[Opening Extract section]
It may seem a bit of an odd title, but given the profusion of news around the subject in 2017, it’s something worth pausing over. In September, the news across the tech community was that Anthony Levandowski (Silicon Valley computer scientist and futurist) has founded a religious group, Way of the Future, based on the premise of an AI deity.

Earlier in the year, there was also a piece by Jonathan Merritt in The Atlantic about whether artificially intelligent robots could be better Christians than humans. And now, everyone’s favourite TV geek, Adam Savage, of MythBusters fame, has compared science fiction to a religious experience. There are groups from Silicon Valley to London investigating and investing in technology for consciousness expansion.

Not even mentioning the time and energy going into automation and the development of technology in industry and leisure alike, it seems that many of us are considering technology, whether it be conscious machines or our increasingly intelligent smartphones, the answer to life, the universe, and everything.

We’ve all found ourselves, in dark and lonely moments, instinctively picking up our smartphone and browsing our apps and news feeds, half expecting an answer to our dilemmas to materialise from within the sacred screen. Head bowed, hands clasped together around our digital prayer book, we wonder whether ‘there’s an app for that’.
[Closing Extract section]
Work instructions
Please continue the essay on technology as a kind of religion, picking up after its final sentence.
[Opening Recorded data section]
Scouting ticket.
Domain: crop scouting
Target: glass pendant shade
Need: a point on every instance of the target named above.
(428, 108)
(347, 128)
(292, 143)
[Closing Recorded data section]
Answer box
Our society is increasingly secular. Science, technology, philosophy, observation of the world generally, has led us to question the existence of some all-powerful being. In a world half-broken by injustice, war, and suffering, and our unprecedented access to news about it all, it’s little wonder. If this is God’s will, who is this God that allows this misery? Could we do a better job ourselves?

A surprising number of the world’s best scientific minds are banking on mind upload to an everlasting virtual reality as the solution to mortality. We simply cannot bear the darkness beyond the grave, and our lost faith means we plan to do something about it. It’s all symptomatic of the human condition that we should seek these solutions, and many of us need something to believe in. Maybe, then, we really could make artificial intelligence our God.

AI could be that force that’s several times more intelligent than us which can provide the answers to our deepest questions, show us the right path to take, save us from ourselves. By the same token, however, we’re scared that the AI God we create could turn against us. That it could see our failings and decide the universe is better of without us. We are profoundly insecure, racked with guilt, desperate for salvation or damnation.

This post doesn’t seek to find an answer, nor to condemn or affirm the people seeking something to believe in. After all, a religion is a religion is a religion. Perhaps we will never be inoculated against our desire for higher meaning. Either way, a new spirituality is afoot. Let’s just hope the answer isn’t 42.